◆ Aufgaben und Übungen ◆
[1] Schreib bitte aus dem Forumstext zum Fetten von Gewinden den Abschnitt von „Beim Fetten vom“ bis „die Gewindegänge erzeugt.“ wortgetreu ab.
[2] Führe den Forumstext zum Fetten von Gewinden im Anschluss an seinen letzten Satz fort.

◆ Dokumenttext ◆
◇ ◇ ◇ ◇ ◇
Beim Fetten vom Gewinde hat man halt ggf. das Problem, dass man durch weniger Reibung bei gleichem Drehmoment eine höhere Zugkraft in der Achse und höhere Kräfte auf die Gewindegänge erzeugt.
Wobei das hier vermutlich nicht tragisch wäre. Wir wollen ja keine NASA-Wissenschaft daraus machen


----------



## MTB-News.de




----------



## memphis35 (7. November 2017)

J-F-E schrieb:


> Wir wollen ja keine NASA-Wissenschaft daraus machen


Obacht , Fett am Gewinde oder nicht wird extrem kontrovers diskutiert . Das kann einen Krieg auslösen


----------



## J-F-E (7. November 2017)

memphis35 schrieb:


> Obacht , Fett am Gewinde oder nicht wird extrem kontrovers diskutiert . Das kann einen Krieg auslösen


Oh, das tut mir leid. Da möchte ich natürlich kein ÖL ins Feuer gießen


----------



## fone (8. November 2017)

memphis35 schrieb:


> Obacht , Fett am Gewinde oder nicht wird extrem kontrovers diskutiert . Das kann einen Krieg auslösen


Wieso gibts dazu noch keine offizielle MTB-News-Debatte?
◇ ◇ ◇ ◇ ◇
◆ Datenauszug ◆
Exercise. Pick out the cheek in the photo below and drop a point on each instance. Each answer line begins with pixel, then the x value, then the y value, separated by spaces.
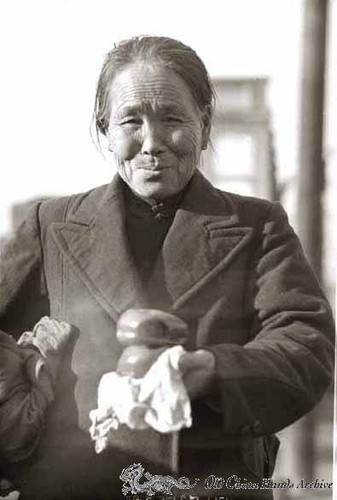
◇ ◇ ◇ ◇ ◇
◆ Endergebnisse ◆
[1]
Beim Fetten vom Gewinde hat man halt ggf. das Problem, dass man durch weniger Reibung bei gleichem Drehmoment eine höhere Zugkraft in der Achse und höhere Kräfte auf die Gewindegänge erzeugt.

[2]
Helme, Handy, Bier, Flasche-Rucksack, Klick-Flat etc. hatten wir ja auch schon.


----------



## crazy_wiesel (8. November 2017)

Von Parktool gibt es auch Fett das angeblich für Carbon geeignet ist: "Will not harm carbon fiber"

https://www.parktool.com/product/high-performance-grease-hpg-1
https://www.parktool.com/product/polylube-1000-lubricant-tube-ppl-1


----------



## fone (8. November 2017)

Ah, Gott sei Dank. Da ham wir dann doch noch ein Fett gefunden, das man mit Carbon verwenden kann. Puh.


----------



## crazy_wiesel (8. November 2017)

fone schrieb:


> Ah, Gott sei Dank. Da ham wir dann doch noch ein Fett gefunden, das man mit Carbon verwenden kann. Puh.


Ist nur high performance Fett und leider kein racing Fett. Bin auch kein NASA Wissenschaftler, sondern nur bei der DLR tätig. Hoffe das passt trotzdem.

Gruß


----------



## J-F-E (8. November 2017)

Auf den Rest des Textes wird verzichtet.